### QUELLE

Bsp die 6 Zufalls zahlen sind : 1 ,1,2,2,3,3:

-- array Zahlen  mit 6 Speicherplätzen reserviert
-- die 6 variablen werden in Zufallszahlenlist hinzugefügt , wobei es alles doppelte nicht hinzufügt
-- in der schleife hat dann tempInt jeweils den wert 1,2,3:
-- und dabei wird temp immer um eins erhöht
      zahlen[1]
      zahlen[2]
      zahlen[3]

2te forschleife:
-- tempInt wird jeweils zum wert von array Zahlen 
-- temp = 3 wegen vorherige schleife
--tempInt=1        if(temp>=3)         
-- tempInt=2       if(temp>=3)
-- tempInt=3       if(temp>=3)


----------



## Gucky (25. Jun 2014)

Eigentlich nicht 

Mein Programm speichert zuerst die Zufallszahlen in einer List. Und zwar alle.
Dann läuft es ein mal über die List und erhöht immer an dem Index eines Arrays, der durch die aktuelle Zahl in der List beschrieben wird, den Wert um eins. Da habe ich mich verschrieben. temp müsste tempInt heißen. Asche auf mein Haupt.

In der nächsten Schleife wird das Array, in welchem zuvor die Zahlen gezählt wurden, abgelaufen und es wird geguckt, ob einer der Werte 3 oder größer ist.

######
### GEGEBENE EINTRÄGE

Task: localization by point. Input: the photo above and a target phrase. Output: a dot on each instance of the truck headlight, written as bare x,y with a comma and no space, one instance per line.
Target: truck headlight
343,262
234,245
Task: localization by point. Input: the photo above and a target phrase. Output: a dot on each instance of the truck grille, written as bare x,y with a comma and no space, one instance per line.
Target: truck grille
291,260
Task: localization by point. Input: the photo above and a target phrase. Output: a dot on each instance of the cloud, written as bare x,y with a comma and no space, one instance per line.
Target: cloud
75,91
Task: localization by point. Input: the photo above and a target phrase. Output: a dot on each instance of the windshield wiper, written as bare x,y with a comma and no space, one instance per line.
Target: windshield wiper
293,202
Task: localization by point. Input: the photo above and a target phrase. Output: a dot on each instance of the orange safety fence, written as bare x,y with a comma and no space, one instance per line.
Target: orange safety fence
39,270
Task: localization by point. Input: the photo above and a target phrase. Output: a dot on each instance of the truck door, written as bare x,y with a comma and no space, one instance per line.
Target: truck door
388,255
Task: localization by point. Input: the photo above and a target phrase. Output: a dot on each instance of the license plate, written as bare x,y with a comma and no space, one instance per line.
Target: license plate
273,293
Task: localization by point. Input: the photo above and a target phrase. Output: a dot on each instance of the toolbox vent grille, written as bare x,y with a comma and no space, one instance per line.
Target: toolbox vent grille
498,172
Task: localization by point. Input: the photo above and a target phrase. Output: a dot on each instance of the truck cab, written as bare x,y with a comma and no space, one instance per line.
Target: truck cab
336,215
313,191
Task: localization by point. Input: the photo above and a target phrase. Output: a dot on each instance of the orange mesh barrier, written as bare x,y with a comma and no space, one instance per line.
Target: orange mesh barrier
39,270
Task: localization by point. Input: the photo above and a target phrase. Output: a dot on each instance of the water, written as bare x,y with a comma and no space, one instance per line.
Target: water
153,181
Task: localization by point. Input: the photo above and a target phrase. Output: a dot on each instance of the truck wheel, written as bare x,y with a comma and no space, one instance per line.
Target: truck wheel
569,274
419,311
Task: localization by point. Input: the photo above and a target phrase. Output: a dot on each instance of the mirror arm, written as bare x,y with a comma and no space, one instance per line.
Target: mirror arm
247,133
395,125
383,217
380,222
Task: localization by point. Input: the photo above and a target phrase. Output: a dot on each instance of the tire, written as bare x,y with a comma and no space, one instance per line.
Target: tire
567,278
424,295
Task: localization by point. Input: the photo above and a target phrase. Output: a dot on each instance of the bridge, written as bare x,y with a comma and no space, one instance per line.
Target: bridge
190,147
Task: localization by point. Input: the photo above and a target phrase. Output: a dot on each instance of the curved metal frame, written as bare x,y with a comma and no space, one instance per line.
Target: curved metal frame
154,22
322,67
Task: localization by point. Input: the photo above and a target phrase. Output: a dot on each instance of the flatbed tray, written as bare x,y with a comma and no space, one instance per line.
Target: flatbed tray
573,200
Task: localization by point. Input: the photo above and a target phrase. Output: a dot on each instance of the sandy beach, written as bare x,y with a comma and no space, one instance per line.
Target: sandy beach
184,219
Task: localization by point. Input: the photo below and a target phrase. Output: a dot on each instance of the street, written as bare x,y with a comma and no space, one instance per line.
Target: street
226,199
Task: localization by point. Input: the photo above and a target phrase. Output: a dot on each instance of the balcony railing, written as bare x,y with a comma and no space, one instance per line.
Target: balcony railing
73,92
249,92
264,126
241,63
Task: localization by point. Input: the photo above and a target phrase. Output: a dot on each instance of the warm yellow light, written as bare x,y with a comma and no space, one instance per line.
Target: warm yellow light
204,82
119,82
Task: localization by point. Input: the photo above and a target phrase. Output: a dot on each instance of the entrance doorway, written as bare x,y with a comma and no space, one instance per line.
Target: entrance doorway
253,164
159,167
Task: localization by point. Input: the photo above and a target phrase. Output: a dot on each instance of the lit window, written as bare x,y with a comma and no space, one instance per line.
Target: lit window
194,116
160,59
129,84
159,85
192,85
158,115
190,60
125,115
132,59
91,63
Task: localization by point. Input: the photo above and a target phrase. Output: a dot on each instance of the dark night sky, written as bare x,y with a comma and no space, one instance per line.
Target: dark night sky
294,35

######

**SCHRIFTLICHE AUFGABE A**
Wie müsste die Variable temp laut Quelle eigentlich heißen?
**SCHRIFTLICHE AUFGABE B**
Schreib aus der Quelle genau ab: Beginne bei den Worten „Eigentlich nicht“ und hör nach „auf mein Haupt.“ auf.

**AUFGABENLÖSUNG A**
Sie müsste tempInt heißen.

**AUFGABENLÖSUNG B**
Eigentlich nicht 

Mein Programm speichert zuerst die Zufallszahlen in einer List. Und zwar alle.
Dann läuft es ein mal über die List und erhöht immer an dem Index eines Arrays, der durch die aktuelle Zahl in der List beschrieben wird, den Wert um eins. Da habe ich mich verschrieben. temp müsste tempInt heißen. Asche auf mein Haupt.